Monday, Jun. 08, 1970

A Theology of Ecology

There they go, brandishing Bible verses, preaching of doomsday, urging man to repent. A new fundamentalist sect? No, a small but growing band of church scholars on an "eco-trip"--seeking theological underpinning for the ecology crusade.

The eco-theologians argue that man's despoliation of nature has drawn encouragement in part from mistaken or misapplied Christian concepts. By correcting those concepts, they hope to bolster environmental concern with something that goes beyond moral fervor or social awareness. The God of Genesis, say these thinkers, did not give man a blank check when he said: "Be fruitful and multiply, and fill the earth and subdue it, and have dominion . . . over every living thing." Too often this has been used as a text for exploitation, reducing nature to a collection of useful objects.

Sanctified Fabric. The Bible, points out Old Testament Scholar Loren Fisher, tells of a "God of nature" as well as the more frequently emphasized "God of history." This God abhors pagan nature worship, but he decrees that all creation is good and holds his servant, man, accountable for what happens to it. Scripture even urges the practice of soil conservation (Leviticus 25: 2-5), kindness to animals (Exodus 23: 12) and preservation of trees (Deuteronomy 20: 19-20).

Supplied data:
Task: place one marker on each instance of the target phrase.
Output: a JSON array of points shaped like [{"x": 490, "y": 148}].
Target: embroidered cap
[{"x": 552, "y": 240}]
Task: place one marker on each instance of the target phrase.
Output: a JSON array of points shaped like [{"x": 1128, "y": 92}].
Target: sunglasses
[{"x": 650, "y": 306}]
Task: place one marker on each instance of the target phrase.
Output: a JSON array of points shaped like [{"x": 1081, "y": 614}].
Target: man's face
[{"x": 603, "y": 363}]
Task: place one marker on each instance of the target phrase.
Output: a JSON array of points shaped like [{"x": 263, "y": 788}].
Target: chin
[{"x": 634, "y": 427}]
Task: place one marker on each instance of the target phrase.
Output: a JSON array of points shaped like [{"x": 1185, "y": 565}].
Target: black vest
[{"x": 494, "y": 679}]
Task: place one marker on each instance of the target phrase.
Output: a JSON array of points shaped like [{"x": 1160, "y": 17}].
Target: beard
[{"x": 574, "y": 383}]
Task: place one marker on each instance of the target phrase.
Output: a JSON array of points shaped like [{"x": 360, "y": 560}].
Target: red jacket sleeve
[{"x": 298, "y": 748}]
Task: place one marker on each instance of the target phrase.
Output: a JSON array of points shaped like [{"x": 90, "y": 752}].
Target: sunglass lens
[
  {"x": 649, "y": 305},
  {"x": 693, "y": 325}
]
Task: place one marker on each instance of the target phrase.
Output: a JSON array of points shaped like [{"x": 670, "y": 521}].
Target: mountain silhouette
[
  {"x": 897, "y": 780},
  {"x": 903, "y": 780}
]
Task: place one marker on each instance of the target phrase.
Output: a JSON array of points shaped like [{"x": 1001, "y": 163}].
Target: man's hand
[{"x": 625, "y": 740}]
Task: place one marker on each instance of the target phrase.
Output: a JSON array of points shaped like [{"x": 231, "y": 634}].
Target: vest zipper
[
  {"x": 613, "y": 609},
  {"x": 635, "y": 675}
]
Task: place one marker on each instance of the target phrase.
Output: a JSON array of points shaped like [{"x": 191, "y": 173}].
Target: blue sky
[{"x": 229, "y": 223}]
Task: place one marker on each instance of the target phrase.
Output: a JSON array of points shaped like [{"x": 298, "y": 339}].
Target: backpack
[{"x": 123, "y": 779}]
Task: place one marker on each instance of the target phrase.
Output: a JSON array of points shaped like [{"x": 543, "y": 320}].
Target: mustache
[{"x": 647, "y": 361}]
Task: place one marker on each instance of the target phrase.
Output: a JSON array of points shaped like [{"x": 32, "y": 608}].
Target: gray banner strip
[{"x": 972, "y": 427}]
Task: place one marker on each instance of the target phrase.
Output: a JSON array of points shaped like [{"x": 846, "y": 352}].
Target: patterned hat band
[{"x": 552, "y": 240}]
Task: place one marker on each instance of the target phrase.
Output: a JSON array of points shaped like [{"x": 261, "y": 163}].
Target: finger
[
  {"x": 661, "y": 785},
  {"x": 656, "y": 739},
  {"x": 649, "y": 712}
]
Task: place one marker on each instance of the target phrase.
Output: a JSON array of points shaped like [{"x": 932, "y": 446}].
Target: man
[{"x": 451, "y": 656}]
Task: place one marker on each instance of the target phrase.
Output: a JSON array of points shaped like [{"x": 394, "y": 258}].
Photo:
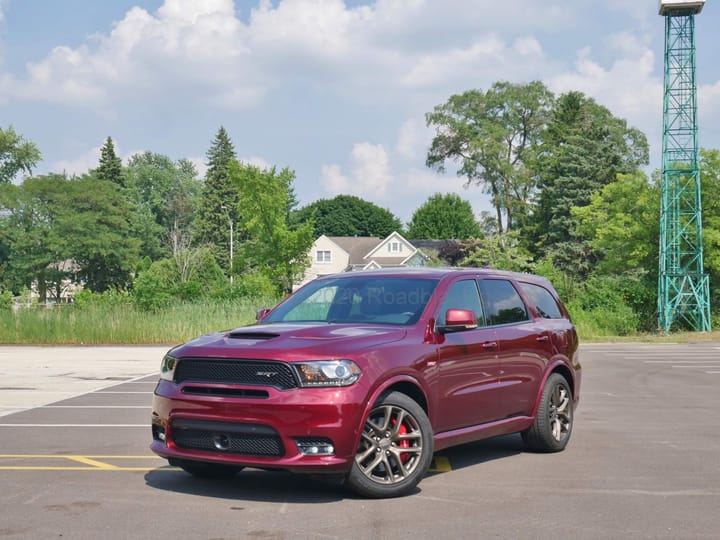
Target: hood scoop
[{"x": 255, "y": 336}]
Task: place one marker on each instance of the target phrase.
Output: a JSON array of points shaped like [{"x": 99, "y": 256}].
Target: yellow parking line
[
  {"x": 115, "y": 469},
  {"x": 440, "y": 464},
  {"x": 66, "y": 456},
  {"x": 91, "y": 462}
]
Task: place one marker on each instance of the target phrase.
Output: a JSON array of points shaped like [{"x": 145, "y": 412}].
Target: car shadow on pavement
[
  {"x": 475, "y": 453},
  {"x": 252, "y": 485},
  {"x": 283, "y": 487}
]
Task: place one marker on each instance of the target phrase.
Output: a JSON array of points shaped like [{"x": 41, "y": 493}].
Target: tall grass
[{"x": 125, "y": 323}]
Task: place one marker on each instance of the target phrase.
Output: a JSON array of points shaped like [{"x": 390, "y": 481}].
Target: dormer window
[{"x": 323, "y": 256}]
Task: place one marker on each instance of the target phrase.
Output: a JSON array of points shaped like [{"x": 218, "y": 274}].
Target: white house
[{"x": 333, "y": 254}]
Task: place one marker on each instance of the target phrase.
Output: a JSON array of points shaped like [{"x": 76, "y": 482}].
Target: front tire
[
  {"x": 552, "y": 427},
  {"x": 395, "y": 449}
]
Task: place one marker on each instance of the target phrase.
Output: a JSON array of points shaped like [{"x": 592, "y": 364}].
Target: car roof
[{"x": 438, "y": 273}]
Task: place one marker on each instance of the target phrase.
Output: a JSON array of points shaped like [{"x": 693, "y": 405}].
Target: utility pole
[{"x": 683, "y": 288}]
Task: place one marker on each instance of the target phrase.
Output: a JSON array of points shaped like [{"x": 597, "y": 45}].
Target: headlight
[
  {"x": 167, "y": 367},
  {"x": 327, "y": 372}
]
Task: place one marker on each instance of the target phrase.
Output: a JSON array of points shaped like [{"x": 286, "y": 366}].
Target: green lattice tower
[{"x": 683, "y": 288}]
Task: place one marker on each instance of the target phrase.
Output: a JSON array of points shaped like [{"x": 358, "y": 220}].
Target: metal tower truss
[{"x": 683, "y": 288}]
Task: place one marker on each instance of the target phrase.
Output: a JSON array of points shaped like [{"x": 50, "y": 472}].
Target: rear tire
[
  {"x": 395, "y": 449},
  {"x": 201, "y": 469},
  {"x": 552, "y": 427}
]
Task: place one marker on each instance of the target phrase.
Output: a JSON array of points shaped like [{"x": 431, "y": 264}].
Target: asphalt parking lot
[{"x": 644, "y": 462}]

Exercise requirements:
1. In the article on the theology of ecology, why do the eco-theologians want to correct certain Christian concepts? Explain in one to three sentences.
2. Carry the article on the theology of ecology forward from its last sentence.

Answers to the exercise:
1. They argue that man's despoliation of nature has drawn encouragement in part from mistaken or misapplied Christian concepts. By correcting those concepts, they hope to bolster environmental concern with something that goes beyond moral fervor or social awareness.

2.
Christians must recognize, says Dean L. Harold DeWolf of Wesley Theological Seminary, Washington, D.C., that when God became man in Jesus Christ, "he sanctified not only humanity but the whole fabric of life," as symbolized by the grain and fruit offered in Holy Communion.

Like any topical issue, eco-theology has yielded its share of trendy superficiality. Sometimes the discussions are so earthy that the name of God hardly comes up. But the movement also has produced at least one substantial event: the recent conference in the School of Theology at Claremont, Calif., at which 20 scholars, including Fisher and DeWolf, strove to promulgate "a theology of survival." One of the papers delivered there--by Claremont Theologian John B. Cobb Jr., originator of the conference--amounts to the most cogent statement yet of where philosophical and religious thought has gone wrong in abetting bad ecological practices.

Madly Christian. Cobb faults modern philosophy for drawing too sharp a metaphysical distinction between man and his environment. Descartes, Berkeley, Kant, Hegel, Emerson, Sartre--none has granted the subhuman world "a reality such that it can be the object of man's concern," he writes. Theology has followed suit. A weak faith in the value of creation tends to undermine belief in the Creator, and vice versa. Man is left only with his self-interest, which, however enlightened, will not provide sufficient motivation for ecological survival.

Man, Cobb maintains, must somehow come to believe once again that nature has "some claim upon him, some intrinsic right to exist and to prosper." As one path to such a belief, Cobb proposes a kind of ecological asceticism, a stripping away of the cocoon of contemporary affluence that dulls man's sensitivity to the processes and problems of his environment. "We might even be so madly Christian one day," he says, "as to ask to have our salaries cut by 25% so as not to be tempted to acquire material things."